EXCERPT TO READ:
=== Section Start ===
Paper2Data: Large-Scale LLM Extraction and Metadata Structuring of Global Urban Data from Scientific Literature
Researchers' new LLM system achieves 90% recall in mining hidden urban data from academic literature.
A research team from multiple institutions has developed Paper2Data, a novel large language model (LLM) pipeline designed to solve a major problem in urban research: the lack of a unified platform for discovering global urban datasets. Currently, researchers must manually sift through websites and dense scientific literature. Paper2Data automates this by scanning over 15,000 publications from Nature-affiliated journals, identifying mentions of datasets, and structuring them using a unified metadata schema. The result is UrbanDataMiner, an open portal that supports search and filtering across more than 60,000 extracted urban datasets.
The system demonstrates impressive accuracy, with human-annotated evaluations showing approximately 90% recall in identifying datasets and field-level precision above 80%. Crucially, UrbanDataMiner can retrieve over 9% of datasets that are not easily discoverable through general-purpose search engines like Google, revealing a significant amount of 'hidden' data locked within academic papers. The team has made their code and data publicly available, providing the first large-scale, literature-derived infrastructure for urban data discovery. This enables more systematic, efficient, and reusable data-driven research across urban planning, environmental science, public health, and other disciplines that rely on heterogeneous urban data.
=== Section End ===
DATASET EXCERPT:
=== Section Start ===
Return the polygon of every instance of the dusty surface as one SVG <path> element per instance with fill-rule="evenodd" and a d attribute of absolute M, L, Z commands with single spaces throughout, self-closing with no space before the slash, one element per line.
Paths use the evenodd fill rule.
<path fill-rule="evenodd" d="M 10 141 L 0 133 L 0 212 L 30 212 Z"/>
=== Section End ===
PROBLEMS TO SOLVE:
- A) Reproduce the Paper2Data summary between "A research team" and "extracted urban datasets.", inclusive, substituting "urban studies" for "urban research".
- B) According to the Paper2Data summary, how many publications does the pipeline scan, and from which journals?

EXPECTED RESPONSES:
- A)
A research team from multiple institutions has developed Paper2Data, a novel large language model (LLM) pipeline designed to solve a major problem in urban studies: the lack of a unified platform for discovering global urban datasets. Currently, researchers must manually sift through websites and dense scientific literature. Paper2Data automates this by scanning over 15,000 publications from Nature-affiliated journals, identifying mentions of datasets, and structuring them using a unified metadata schema. The result is UrbanDataMiner, an open portal that supports search and filtering across more than 60,000 extracted urban datasets.

- B) Over 15,000 publications from Nature-affiliated journals.